### Your instructions:
Your answer should be exactly the lines from the one that contains "Where can the stacked" through the final line of the entries below, and nothing else.

### Dataset records:
========
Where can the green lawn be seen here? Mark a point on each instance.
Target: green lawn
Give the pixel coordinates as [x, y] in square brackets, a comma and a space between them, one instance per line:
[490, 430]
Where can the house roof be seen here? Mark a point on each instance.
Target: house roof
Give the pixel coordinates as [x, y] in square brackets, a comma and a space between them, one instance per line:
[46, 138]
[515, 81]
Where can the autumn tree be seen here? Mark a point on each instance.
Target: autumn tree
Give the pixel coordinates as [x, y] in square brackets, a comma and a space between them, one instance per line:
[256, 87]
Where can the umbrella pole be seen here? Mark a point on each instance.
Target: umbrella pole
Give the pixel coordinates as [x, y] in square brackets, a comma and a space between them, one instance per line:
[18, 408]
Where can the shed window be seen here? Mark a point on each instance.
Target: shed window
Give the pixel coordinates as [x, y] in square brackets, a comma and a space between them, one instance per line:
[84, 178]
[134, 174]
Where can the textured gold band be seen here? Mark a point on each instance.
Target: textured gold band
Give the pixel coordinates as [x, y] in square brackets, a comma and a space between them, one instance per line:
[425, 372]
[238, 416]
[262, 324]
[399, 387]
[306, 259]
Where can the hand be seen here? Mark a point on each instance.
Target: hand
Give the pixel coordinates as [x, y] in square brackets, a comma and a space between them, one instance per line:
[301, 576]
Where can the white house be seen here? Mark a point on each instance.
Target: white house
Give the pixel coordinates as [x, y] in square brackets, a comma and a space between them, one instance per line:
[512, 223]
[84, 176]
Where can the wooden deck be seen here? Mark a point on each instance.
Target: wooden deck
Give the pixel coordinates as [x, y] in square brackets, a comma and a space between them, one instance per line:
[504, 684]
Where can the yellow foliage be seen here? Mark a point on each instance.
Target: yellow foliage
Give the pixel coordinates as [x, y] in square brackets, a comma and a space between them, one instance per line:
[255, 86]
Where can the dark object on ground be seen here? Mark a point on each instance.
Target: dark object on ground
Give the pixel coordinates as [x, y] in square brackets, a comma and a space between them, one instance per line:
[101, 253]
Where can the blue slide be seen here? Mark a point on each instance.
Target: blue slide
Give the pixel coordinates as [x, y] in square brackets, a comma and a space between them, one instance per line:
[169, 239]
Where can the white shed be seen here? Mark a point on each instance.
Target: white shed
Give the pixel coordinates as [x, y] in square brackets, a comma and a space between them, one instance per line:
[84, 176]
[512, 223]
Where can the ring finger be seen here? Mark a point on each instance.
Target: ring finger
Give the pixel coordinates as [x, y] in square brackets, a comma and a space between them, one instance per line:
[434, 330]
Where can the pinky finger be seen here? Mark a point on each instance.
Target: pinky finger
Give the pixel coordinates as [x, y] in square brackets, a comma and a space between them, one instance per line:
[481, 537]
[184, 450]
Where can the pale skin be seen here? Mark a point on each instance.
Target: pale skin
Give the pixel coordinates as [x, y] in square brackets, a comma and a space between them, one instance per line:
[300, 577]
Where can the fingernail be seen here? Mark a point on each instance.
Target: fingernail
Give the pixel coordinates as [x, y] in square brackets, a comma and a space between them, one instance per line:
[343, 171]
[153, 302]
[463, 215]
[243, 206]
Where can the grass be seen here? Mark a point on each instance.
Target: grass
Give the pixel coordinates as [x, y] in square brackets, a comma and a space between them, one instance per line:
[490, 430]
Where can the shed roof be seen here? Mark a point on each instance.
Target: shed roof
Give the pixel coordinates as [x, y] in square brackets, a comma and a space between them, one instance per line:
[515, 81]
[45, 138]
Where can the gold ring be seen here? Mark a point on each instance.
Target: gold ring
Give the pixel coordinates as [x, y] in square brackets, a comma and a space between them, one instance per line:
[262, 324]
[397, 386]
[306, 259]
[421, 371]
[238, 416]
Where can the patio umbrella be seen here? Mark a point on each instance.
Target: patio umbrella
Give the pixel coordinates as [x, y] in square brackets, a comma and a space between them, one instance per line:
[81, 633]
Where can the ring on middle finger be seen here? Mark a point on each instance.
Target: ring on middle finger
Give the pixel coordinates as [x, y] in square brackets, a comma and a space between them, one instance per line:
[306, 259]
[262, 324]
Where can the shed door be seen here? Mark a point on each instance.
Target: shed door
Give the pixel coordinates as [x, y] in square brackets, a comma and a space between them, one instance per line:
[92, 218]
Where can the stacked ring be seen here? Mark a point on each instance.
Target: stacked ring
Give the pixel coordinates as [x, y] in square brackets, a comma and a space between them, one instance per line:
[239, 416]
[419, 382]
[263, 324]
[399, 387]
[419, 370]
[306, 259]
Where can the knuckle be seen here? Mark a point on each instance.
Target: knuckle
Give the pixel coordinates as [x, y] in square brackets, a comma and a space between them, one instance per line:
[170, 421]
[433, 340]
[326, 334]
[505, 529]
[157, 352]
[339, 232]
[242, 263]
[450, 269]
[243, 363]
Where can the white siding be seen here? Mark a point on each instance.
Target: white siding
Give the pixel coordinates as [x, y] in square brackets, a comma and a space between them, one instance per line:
========
### Result:
Where can the stacked ring be seen here? Mark a point on each instance.
Target: stacked ring
Give the pixel coordinates as [x, y] in square brackets, a comma and a space between them, one instance per line:
[239, 416]
[419, 382]
[263, 324]
[399, 387]
[419, 370]
[306, 259]
Where can the knuckle be seen here? Mark a point on each instance.
Target: knuckle
Give the pixel coordinates as [x, y] in square brackets, a comma and a space between them, one instance per line:
[170, 421]
[433, 340]
[326, 334]
[505, 529]
[157, 352]
[339, 232]
[242, 263]
[450, 269]
[243, 363]
Where can the white siding be seen here? Mark a point on each instance.
Target: white siding
Give the pixel coordinates as [x, y] in square brackets, a comma and a space between them, one instance per line:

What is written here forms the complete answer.